Your instructions: Present exactly, and only, the lines running from the line that contains "Per instance of the white" through the end of the entries below.
===== Given data
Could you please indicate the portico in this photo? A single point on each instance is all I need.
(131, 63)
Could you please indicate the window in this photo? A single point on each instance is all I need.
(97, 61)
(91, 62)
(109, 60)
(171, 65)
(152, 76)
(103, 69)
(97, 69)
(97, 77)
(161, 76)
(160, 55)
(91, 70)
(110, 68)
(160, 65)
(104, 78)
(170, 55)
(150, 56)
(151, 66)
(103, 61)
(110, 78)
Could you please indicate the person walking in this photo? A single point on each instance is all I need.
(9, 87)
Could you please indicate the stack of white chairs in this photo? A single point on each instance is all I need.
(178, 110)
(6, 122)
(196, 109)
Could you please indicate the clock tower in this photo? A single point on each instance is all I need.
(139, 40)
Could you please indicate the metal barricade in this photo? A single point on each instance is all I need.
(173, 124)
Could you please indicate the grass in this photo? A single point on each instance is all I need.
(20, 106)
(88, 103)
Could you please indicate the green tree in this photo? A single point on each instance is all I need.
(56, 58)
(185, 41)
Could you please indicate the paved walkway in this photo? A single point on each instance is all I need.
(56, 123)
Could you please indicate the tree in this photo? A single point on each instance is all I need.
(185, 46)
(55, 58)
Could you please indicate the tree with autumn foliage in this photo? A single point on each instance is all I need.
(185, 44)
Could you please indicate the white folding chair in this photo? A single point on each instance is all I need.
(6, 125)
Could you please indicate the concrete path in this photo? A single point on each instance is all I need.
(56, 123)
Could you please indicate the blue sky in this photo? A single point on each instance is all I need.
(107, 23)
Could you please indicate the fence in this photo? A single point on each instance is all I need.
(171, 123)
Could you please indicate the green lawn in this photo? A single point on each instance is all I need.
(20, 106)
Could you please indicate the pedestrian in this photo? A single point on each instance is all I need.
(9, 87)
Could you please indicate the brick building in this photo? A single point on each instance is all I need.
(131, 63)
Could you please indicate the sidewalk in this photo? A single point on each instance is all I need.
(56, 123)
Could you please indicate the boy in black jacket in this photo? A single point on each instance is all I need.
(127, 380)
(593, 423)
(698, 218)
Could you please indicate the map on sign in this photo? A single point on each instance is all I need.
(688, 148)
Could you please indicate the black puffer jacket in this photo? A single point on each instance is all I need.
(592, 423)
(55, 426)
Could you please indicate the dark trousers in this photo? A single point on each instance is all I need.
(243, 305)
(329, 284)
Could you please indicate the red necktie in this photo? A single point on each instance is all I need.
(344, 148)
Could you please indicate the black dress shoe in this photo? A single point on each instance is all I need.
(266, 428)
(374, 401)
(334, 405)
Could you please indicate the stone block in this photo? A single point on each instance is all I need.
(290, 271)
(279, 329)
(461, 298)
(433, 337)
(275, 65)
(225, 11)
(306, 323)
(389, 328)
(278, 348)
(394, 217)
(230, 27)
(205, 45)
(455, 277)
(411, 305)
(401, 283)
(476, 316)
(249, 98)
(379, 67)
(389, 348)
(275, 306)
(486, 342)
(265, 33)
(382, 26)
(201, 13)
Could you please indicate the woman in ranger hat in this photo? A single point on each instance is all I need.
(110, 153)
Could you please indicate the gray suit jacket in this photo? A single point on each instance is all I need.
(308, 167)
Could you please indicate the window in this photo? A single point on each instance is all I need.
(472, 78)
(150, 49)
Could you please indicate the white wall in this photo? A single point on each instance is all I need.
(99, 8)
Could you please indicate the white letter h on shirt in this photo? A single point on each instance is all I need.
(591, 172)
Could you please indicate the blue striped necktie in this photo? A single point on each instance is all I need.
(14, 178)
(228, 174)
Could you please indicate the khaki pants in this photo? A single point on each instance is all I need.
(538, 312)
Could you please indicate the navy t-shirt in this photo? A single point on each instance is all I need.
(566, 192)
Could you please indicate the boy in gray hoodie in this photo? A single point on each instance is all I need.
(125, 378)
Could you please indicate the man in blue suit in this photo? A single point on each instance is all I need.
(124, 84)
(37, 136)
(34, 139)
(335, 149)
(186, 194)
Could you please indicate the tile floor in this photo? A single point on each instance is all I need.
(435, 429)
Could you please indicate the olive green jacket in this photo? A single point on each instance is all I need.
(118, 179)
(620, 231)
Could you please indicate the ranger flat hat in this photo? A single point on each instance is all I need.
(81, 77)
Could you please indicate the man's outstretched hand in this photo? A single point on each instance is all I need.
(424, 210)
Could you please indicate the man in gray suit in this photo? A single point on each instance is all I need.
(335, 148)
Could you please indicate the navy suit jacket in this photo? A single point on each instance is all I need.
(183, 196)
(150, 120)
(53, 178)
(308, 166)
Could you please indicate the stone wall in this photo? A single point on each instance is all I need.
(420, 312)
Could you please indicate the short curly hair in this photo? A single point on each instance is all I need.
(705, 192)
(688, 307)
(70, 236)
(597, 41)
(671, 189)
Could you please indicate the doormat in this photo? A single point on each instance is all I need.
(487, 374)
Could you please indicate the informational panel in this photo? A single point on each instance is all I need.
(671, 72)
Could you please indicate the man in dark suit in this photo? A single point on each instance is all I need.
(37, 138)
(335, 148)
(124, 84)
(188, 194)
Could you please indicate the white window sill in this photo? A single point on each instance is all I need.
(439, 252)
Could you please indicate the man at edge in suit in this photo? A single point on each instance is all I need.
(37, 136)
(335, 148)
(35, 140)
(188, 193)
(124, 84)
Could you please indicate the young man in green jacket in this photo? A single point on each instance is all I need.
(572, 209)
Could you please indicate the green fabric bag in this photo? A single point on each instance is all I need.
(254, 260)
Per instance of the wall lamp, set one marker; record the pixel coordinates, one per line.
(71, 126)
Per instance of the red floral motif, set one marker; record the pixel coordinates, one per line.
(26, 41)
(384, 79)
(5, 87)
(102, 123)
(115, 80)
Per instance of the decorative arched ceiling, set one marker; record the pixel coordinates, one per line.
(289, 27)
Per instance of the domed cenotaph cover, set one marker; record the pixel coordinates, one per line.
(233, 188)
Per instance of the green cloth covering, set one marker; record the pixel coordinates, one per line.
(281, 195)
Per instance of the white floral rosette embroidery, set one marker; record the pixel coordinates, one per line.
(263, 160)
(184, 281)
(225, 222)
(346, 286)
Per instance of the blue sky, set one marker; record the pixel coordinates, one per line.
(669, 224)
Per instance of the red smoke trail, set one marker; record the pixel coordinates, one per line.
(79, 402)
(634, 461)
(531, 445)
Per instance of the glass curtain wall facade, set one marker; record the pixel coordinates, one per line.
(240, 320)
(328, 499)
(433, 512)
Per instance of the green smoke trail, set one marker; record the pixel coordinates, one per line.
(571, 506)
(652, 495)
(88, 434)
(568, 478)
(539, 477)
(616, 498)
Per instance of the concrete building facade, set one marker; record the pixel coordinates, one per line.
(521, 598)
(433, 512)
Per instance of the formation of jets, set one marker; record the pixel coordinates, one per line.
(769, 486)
==========
Response area:
Per instance of the white floral rosette embroidery, set one marker; record the pixel coordinates, one per line.
(263, 160)
(184, 281)
(225, 222)
(346, 286)
Per instance of the blue sky, set one marker; record the pixel coordinates, one per line.
(669, 224)
Per instance of the red smoke trail, set one marker; record the pixel coordinates, one per line.
(79, 402)
(634, 461)
(531, 445)
Per instance of the glass curtain wall facade, set one marker; record the pixel coordinates, one per line.
(240, 320)
(328, 499)
(433, 512)
Per instance of the green smoke trail, set one marker; record the pixel coordinates, one per line.
(571, 506)
(652, 495)
(88, 434)
(568, 478)
(539, 477)
(616, 498)
Per instance of the concrete building facade, set one marker; record the pixel coordinates, one per line.
(521, 598)
(433, 512)
Per instance of the formation of jets, set one marker; record the pixel coordinates, one per line.
(769, 486)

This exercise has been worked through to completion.